▶ **EXCERPT**:
The Last Shangri-La
Nothing like spending your precious time in Shangri-La lying flat on your back with an eye infection in a darkened hotel room. Thank god (can we still do that in a secular country? some people I met actually believe that a "secular" Nepal means no one is allowed to be religious anymore) - thank god there's cable TV. At least I can lie there and listen to CNN - my eyes hurt too much to read. Suddenly, every other damned thing on the TV seems to be about blindness. The Ray Charles biopic comes on HBO, and Standard Chartered keeps running that commercial about the blind marathon runner. I go to Tom & Jerry's and Stevie Wonder is playing.
The romantic in me laments the loss of the last Hindu kingdom, though I believe that due to the caste system's literal enshrinement in the Nepali law as of 1854, secularization is really for the best in terms of social progress. Now I discover there's yet another Himalayan kingdom tucked away within the Nepalese borders - the district known as Mustang (Moo-stahng).

▶ **WORK INSTRUCTIONS**: Rewrite the Shangri-La text from "The romantic in" to "as Mustang (Moo-stahng).", replacing "kingdom" with "realm" wherever it occurs.

▶ **EXTRACTED RECORDS**:

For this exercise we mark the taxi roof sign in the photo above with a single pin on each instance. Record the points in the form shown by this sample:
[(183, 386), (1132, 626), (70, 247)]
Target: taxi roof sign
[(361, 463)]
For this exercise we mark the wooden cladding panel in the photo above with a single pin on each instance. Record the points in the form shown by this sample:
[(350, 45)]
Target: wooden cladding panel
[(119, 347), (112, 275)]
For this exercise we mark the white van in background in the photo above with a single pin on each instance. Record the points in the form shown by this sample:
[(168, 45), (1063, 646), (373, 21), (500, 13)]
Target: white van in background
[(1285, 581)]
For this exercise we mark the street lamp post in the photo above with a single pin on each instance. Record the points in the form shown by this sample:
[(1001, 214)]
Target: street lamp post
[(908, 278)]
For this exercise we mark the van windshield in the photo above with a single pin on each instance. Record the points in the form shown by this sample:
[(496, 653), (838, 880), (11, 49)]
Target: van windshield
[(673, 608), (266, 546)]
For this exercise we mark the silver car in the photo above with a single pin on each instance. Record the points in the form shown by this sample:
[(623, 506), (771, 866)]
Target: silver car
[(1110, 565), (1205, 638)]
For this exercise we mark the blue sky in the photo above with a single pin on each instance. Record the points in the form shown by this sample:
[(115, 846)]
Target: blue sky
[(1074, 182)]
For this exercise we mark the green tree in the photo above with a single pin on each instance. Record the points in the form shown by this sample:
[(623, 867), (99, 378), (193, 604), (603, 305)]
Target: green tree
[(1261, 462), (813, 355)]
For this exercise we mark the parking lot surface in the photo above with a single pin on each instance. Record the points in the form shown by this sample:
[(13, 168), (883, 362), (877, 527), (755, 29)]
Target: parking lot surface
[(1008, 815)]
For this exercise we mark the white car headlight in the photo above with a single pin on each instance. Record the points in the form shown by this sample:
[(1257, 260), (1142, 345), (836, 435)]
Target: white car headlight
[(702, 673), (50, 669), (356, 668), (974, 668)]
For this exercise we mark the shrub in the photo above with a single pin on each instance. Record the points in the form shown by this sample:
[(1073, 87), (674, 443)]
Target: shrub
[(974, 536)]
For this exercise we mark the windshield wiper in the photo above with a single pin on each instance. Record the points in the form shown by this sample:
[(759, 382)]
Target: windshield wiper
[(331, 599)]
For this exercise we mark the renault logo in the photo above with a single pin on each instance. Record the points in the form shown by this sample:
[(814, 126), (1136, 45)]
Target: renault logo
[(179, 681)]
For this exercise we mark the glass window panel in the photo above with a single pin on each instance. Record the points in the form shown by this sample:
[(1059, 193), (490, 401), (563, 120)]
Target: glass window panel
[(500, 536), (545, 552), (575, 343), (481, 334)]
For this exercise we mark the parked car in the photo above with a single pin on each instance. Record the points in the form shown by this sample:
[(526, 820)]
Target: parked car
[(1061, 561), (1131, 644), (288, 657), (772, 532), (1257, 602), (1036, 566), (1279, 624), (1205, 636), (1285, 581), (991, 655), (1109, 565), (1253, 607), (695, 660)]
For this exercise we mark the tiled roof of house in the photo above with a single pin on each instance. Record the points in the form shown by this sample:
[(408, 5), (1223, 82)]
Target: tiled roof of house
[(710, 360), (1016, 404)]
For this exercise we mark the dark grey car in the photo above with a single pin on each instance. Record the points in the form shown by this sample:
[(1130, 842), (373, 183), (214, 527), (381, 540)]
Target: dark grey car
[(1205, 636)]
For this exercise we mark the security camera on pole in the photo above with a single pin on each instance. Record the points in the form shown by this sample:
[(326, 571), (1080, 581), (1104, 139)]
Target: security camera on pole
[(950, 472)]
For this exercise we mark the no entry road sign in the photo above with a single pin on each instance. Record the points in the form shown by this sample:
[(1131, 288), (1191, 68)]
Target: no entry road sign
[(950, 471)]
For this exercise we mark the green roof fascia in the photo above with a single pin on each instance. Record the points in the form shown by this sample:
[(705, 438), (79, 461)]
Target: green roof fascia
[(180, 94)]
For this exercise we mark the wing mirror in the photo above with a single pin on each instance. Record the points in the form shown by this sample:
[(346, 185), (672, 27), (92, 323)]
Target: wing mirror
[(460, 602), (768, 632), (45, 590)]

▶ **SOLUTION TO THIS PROBLEM**:
The romantic in me laments the loss of the last Hindu realm, though I believe that due to the caste system's literal enshrinement in the Nepali law as of 1854, secularization is really for the best in terms of social progress. Now I discover there's yet another Himalayan realm tucked away within the Nepalese borders - the district known as Mustang (Moo-stahng).